Given text:
*-*-*

Barber Shop Advocates Promote Black Mental Health

Laurie and Debbie say:

Barbershops are a well-known community gathering place for Black men. Writing at MindSite News, Akintunde Ahmad showcases a groundbreaking project opening up that gathering place to discuss forbidden issues of Black men’s (and other people’s) mental health. The Confess Project, founded by Lorenzo Lewis, was founded in 2016.  It trains barbers to be mental health advocates and frontline counselors to their community. According to Ahmad’s article:

Lewis had already tried in vain to hold town hall meetings to bring Black men and youth together to talk about mental health. “That didn’t work at all: Men just didn’t come,” Lewis said. “So we decided to try talking at barbershops,” a “safe, non-judgmental space” where men could let down their guard and talk about anything. …

Traditionally, African American men have been loath to seek therapy for fear of appearing weak, but they are used to opening up to their barber, Lewis says.


The project focuses on U.S. Black barbershops and U.S. Black men, who are subject to an extraordinary level of oppression. Undeniably, a great many Black men in this country are successful, financially comfortable, and reasonably satisfied with their lives. Nonetheless, it’s no surprise that the incidence of mental health issues in this group is extremely high. In the video above, you hear Lewis talking about being (literally) born in prison, you hear a man talking about where to take his responses to watching police brutality on TV, you hear the pain of not being able to provide for your family.

Neither Ahmad’s article nor the Confess Project’s website directly address toxic masculinity and the ways that men’s mental health issues are often extremely dangerous to the people around them, especially women and children. Nonetheless, the name “Confess Project” is double-edged, carrying an implication of “confess the harm you’ve done” as well as “confess that you’re struggling.” Lewis drew the name from the Christian use of “confession,” an act of releasing yourself in order to heal and become better.   Certainly, encouraging men to air their troubles in a safe space is one step towards discouraging men from lashing out at the people below them in the hierarchy.

The project is not to turn barbers into therapists; rather to teach barbers what to watch for, and how to respond. “Barbers can serve as first responders, Lewis says, offering support to clients and talking about self-care. They can also serve as trusted guides to therapists and support organizations that are culturally sensitive.”

They are also paying attention to what is needed to increase impact.

The organization has also begun an ambassador program, which teaches barbers in a particular state or region how to train other barbers to be active listeners, provide emotional support to their clients and serve as a segue to mental health services, allowing the project to scale up more quickly.

We are firm believers that mental health and physical health are not separate things, that the mind is an integral part of the body (and vice versa). We also believe that taking concepts and services people need to where people are, instead of demanding that people come to unfamiliar places to try to do frightening things. We wish success to Lewis, the Confess Project, and all of the barbers doing good work while they give good haircuts.

*-*-*

Records shown:
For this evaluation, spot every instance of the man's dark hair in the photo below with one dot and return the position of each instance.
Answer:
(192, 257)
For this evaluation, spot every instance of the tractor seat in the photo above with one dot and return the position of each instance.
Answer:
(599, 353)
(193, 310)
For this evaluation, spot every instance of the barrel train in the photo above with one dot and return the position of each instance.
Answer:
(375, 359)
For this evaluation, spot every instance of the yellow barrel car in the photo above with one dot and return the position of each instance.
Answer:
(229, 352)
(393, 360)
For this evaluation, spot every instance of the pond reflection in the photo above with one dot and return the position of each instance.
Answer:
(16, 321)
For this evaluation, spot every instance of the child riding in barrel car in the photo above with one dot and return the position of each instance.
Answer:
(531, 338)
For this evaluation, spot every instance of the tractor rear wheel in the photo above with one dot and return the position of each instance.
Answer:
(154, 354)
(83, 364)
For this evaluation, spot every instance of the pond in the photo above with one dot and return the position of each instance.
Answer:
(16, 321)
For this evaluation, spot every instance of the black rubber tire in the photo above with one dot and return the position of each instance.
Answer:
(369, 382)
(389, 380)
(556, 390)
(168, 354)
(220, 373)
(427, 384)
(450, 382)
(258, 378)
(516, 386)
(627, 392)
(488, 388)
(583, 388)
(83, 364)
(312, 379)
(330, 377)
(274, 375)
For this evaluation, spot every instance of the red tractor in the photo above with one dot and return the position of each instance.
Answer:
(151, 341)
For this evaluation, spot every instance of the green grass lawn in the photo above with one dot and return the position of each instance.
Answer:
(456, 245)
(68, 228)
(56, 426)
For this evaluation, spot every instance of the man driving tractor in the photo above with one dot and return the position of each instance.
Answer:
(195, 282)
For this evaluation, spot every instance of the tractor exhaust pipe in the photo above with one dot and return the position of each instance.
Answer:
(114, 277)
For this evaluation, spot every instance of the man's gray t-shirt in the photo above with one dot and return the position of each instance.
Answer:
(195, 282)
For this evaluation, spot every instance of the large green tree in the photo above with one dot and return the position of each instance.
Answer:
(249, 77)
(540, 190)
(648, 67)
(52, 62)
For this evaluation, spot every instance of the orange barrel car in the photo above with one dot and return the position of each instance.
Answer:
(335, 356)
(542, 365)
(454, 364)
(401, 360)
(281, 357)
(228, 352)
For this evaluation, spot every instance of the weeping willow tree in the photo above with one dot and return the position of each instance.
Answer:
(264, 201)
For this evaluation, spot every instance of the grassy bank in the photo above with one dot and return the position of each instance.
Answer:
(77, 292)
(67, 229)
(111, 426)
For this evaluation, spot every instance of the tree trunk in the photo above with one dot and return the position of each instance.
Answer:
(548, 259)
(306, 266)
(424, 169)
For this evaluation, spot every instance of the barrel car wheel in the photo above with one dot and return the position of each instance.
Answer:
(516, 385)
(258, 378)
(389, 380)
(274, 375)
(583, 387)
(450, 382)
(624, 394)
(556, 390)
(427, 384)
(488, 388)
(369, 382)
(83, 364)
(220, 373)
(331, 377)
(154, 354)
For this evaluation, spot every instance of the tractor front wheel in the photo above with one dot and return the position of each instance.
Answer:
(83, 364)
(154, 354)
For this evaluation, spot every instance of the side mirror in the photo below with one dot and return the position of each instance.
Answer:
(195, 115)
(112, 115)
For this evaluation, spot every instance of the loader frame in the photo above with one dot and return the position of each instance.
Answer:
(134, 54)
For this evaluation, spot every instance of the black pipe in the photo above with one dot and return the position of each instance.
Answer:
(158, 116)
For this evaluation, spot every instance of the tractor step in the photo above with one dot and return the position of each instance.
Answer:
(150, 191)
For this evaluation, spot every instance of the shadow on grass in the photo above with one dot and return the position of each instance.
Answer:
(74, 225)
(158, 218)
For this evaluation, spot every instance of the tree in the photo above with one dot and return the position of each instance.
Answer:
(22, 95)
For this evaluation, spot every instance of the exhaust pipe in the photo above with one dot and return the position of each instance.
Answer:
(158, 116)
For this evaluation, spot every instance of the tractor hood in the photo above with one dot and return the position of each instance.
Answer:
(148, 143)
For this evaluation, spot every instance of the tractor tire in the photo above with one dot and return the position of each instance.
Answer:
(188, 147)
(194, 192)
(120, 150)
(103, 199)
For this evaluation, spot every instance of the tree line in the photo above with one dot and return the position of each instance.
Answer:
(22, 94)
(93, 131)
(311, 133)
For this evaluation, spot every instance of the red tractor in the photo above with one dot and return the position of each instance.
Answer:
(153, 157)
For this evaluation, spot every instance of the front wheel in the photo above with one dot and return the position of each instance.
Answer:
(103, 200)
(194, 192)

*-*-*

Exercise tasks:
1/ Answer from the barbershop post:
(a) In what year was the Confess Project founded?
(b) What had Lewis tried before turning to barbershops?
(c) Where did Lewis draw the project's name from?
2/ Can you return the part of the barbershop post between "The organization has" and "up more quickly.", inclusive, copied word for word?
The entries come from a different source than the barbershop post.

Responses to the tasks:
1/
(a) 2016.
(b) Holding town hall meetings to bring Black men and youth together to talk about mental health.
(c) The Christian use of "confession."

2/
The organization has also begun an ambassador program, which teaches barbers in a particular state or region how to train other barbers to be active listeners, provide emotional support to their clients and serve as a segue to mental health services, allowing the project to scale up more quickly.